*GOAL*:
Reproduce the full listing below line for line, changing nothing.

──────── RECORD SET ────────

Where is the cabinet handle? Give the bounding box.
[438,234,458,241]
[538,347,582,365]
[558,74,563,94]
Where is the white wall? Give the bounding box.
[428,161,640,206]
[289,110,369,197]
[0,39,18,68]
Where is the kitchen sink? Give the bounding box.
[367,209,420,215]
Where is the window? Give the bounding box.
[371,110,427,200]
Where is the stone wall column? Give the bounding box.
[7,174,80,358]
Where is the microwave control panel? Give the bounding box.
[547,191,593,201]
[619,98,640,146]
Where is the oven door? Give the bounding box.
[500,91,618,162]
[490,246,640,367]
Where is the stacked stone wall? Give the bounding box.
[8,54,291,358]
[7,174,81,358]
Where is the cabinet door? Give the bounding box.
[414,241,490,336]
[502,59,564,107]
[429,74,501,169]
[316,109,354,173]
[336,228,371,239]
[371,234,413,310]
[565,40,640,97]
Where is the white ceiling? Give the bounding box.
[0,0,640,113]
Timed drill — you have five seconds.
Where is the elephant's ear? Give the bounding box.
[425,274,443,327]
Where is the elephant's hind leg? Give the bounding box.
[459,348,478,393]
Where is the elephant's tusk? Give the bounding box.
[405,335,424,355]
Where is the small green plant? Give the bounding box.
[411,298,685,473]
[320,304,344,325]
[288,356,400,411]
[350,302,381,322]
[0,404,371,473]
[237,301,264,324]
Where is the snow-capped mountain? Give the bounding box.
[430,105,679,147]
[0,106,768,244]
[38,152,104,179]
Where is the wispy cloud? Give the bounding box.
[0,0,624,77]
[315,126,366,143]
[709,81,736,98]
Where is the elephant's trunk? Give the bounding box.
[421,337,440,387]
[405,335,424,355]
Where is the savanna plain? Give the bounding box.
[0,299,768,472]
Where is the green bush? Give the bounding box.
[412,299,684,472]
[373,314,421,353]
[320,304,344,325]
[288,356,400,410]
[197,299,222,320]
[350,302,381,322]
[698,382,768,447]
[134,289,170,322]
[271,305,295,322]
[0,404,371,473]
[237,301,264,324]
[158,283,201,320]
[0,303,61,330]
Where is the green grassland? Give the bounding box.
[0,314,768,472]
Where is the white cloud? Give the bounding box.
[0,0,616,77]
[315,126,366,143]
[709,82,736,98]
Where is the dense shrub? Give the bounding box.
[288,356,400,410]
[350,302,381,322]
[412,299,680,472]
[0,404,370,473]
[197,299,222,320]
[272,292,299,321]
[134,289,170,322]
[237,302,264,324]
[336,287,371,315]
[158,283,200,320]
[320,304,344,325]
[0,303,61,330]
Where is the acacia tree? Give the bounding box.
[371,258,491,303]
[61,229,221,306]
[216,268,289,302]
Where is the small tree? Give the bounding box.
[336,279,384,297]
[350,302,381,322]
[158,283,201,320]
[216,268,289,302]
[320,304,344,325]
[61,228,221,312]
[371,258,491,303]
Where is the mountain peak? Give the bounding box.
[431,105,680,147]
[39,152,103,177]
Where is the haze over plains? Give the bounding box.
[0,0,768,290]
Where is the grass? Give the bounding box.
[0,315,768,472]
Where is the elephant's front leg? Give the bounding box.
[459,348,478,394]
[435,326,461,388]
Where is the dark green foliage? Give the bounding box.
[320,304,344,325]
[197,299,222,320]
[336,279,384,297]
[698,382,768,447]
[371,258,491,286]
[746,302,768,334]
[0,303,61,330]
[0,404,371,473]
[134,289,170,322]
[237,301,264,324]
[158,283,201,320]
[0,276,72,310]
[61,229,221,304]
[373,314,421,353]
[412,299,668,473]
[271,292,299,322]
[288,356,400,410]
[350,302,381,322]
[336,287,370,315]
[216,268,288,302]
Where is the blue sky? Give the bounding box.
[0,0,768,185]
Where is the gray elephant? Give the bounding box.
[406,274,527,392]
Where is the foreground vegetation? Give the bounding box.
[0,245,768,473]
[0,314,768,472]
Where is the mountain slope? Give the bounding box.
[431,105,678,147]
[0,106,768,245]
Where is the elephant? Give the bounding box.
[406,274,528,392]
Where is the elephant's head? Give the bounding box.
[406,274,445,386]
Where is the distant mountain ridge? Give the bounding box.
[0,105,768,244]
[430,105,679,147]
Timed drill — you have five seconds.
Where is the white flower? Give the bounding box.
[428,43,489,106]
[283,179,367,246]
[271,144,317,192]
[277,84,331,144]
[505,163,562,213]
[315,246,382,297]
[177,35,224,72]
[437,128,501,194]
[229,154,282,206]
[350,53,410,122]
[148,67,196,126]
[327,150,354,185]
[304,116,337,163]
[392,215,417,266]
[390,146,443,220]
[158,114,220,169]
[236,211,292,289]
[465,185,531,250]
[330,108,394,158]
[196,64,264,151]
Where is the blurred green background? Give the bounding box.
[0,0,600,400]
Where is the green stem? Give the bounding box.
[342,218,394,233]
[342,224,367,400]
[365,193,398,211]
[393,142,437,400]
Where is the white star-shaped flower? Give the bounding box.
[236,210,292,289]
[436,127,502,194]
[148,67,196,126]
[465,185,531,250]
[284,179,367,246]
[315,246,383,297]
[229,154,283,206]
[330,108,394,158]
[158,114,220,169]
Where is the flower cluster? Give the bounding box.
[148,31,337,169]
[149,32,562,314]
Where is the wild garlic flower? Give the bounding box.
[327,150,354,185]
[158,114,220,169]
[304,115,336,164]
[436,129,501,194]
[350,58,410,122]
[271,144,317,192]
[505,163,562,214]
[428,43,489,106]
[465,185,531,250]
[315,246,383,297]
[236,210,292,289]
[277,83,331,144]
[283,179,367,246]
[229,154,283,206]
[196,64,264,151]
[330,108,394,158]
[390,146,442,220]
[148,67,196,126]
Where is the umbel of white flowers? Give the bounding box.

────────

*THE OUTPUT*:
Where is the cabinet handle? Give the bounding box.
[438,234,458,241]
[538,347,582,365]
[558,74,563,94]
Where is the white wall? Give the bounding box.
[428,161,640,206]
[289,110,369,197]
[0,39,18,68]
Where is the kitchen sink? Give the bounding box.
[367,209,420,215]
Where is the window? Give the bounding box.
[371,110,427,200]
Where is the stone wall column? Give the bounding box.
[7,174,80,358]
Where is the microwave control panel? Give the bounding box.
[547,191,593,201]
[619,98,640,146]
Where is the oven door? Give the bounding box.
[500,91,618,162]
[490,246,640,367]
Where is the stacked stone wall? Give the bounding box.
[8,54,291,358]
[7,174,81,358]
Where is the cabinet door? Give the bounding box.
[414,241,490,336]
[502,59,564,107]
[429,74,501,169]
[316,109,354,173]
[336,228,371,239]
[371,234,413,310]
[565,40,640,97]
Where is the white ceiling? Give the bounding box.
[0,0,640,113]
Timed drill — you have five seconds.
Where is the elephant's ear? Give the bounding box.
[425,274,443,327]
Where is the elephant's hind leg? Give the bounding box.
[459,348,478,393]
Where is the elephant's tusk? Give the bounding box.
[405,335,424,355]
Where is the small green plant? Give the bounding box.
[411,298,685,473]
[320,304,344,325]
[288,356,400,411]
[350,302,381,322]
[0,404,371,473]
[237,301,264,324]
Where is the snow-capped mountain? Give the bounding box.
[430,105,679,147]
[0,106,768,244]
[38,152,104,179]
Where is the wispy cloud? Give the bounding box.
[0,0,624,77]
[315,126,366,143]
[709,81,736,98]
Where is the elephant's trunk? Give the bounding box.
[421,337,440,387]
[405,335,424,355]
Where is the savanna plain? Give the bounding box.
[0,299,768,472]
Where is the green bush? Give the bounding box.
[412,299,684,472]
[373,314,421,353]
[320,304,344,325]
[288,356,400,410]
[197,299,222,320]
[350,302,381,322]
[698,382,768,447]
[134,289,170,322]
[271,305,295,322]
[0,404,371,473]
[237,301,264,324]
[158,283,201,320]
[0,303,61,330]
Where is the green grassland? Give the bounding box.
[0,314,768,472]
Where is the white cloud? Give the bounding box.
[0,0,616,77]
[315,126,366,143]
[709,82,736,98]
Where is the dense shrub? Give the bounding box.
[288,356,400,410]
[350,302,381,322]
[412,299,680,472]
[0,404,370,473]
[197,299,222,320]
[272,292,299,321]
[134,289,170,322]
[237,302,264,324]
[336,287,371,315]
[158,283,200,320]
[320,304,344,325]
[0,303,61,330]
Where is the acacia tree? Give the bounding box.
[371,258,491,303]
[61,229,221,306]
[216,268,289,302]
Where is the small tree? Give the bounding box.
[336,279,384,297]
[350,302,381,322]
[158,283,201,320]
[216,268,289,302]
[320,304,344,325]
[61,228,221,312]
[371,258,491,303]
Where is the mountain peak? Give the bounding box.
[431,105,680,147]
[39,152,103,177]
Where is the haze over plains? Give the bounding box.
[0,0,768,290]
Where is the grass? Give the bounding box.
[0,315,768,472]
Where is the elephant's front leg? Give the bounding box.
[459,348,478,394]
[435,326,461,388]
Where is the dark green foliage? Give the bounding box.
[320,304,344,325]
[197,299,222,320]
[336,279,384,297]
[698,382,768,447]
[371,258,491,286]
[746,302,768,334]
[0,303,61,330]
[0,404,371,473]
[134,289,170,322]
[237,301,264,324]
[158,283,201,320]
[0,276,72,310]
[61,229,221,304]
[373,314,421,353]
[412,299,668,473]
[271,292,299,322]
[288,356,400,410]
[350,302,381,322]
[336,287,370,315]
[216,268,288,302]
Where is the blue sky? Give the bounding box.
[0,0,768,185]
Where is the gray elephant? Give the bounding box.
[406,274,527,392]
Where is the foreground vegetation? Give the bounding box.
[0,245,768,473]
[0,314,768,472]
Where is the mountain slope? Give the bounding box.
[431,105,678,147]
[0,106,768,245]
Where is the elephant? Give the bounding box.
[406,274,528,392]
Where is the elephant's head? Give the bounding box.
[406,274,445,386]
Where is the distant mountain ridge? Give the bounding box.
[0,105,768,244]
[430,105,679,147]
Timed drill — you have five seconds.
Where is the white flower? Give the bounding box.
[428,43,489,106]
[283,179,367,246]
[271,144,317,192]
[277,84,331,144]
[505,163,562,213]
[315,246,382,297]
[177,35,224,72]
[437,128,501,194]
[229,154,282,206]
[350,53,410,122]
[148,67,196,126]
[327,150,354,185]
[304,116,337,163]
[392,215,417,266]
[390,146,443,220]
[158,114,220,169]
[236,211,292,289]
[465,185,531,250]
[330,108,394,158]
[196,64,264,151]
Where is the blurred green background? Give the bounding box.
[0,0,600,400]
Where is the green stem? Give the bounding box.
[342,218,394,233]
[342,224,367,400]
[365,193,398,211]
[393,142,437,400]
Where is the white star-shaped flower? Give the bounding box.
[236,210,292,289]
[436,127,502,194]
[148,67,196,126]
[465,185,531,250]
[284,179,367,246]
[315,246,383,297]
[229,154,283,206]
[330,108,394,158]
[158,114,220,169]
Where is the flower cluster? Give the bounding box.
[148,31,337,169]
[149,32,562,314]
Where is the wild garlic flower? Give the bounding box.
[327,150,354,185]
[158,114,220,169]
[304,115,336,164]
[436,129,501,194]
[350,58,410,122]
[271,144,317,192]
[505,163,562,214]
[428,43,489,106]
[465,185,531,250]
[315,246,383,297]
[236,210,292,289]
[277,83,331,144]
[283,179,367,246]
[229,154,283,206]
[196,64,264,151]
[330,108,394,158]
[390,146,442,220]
[148,67,196,126]
Where is the umbel of white flowers? Give the bounding box.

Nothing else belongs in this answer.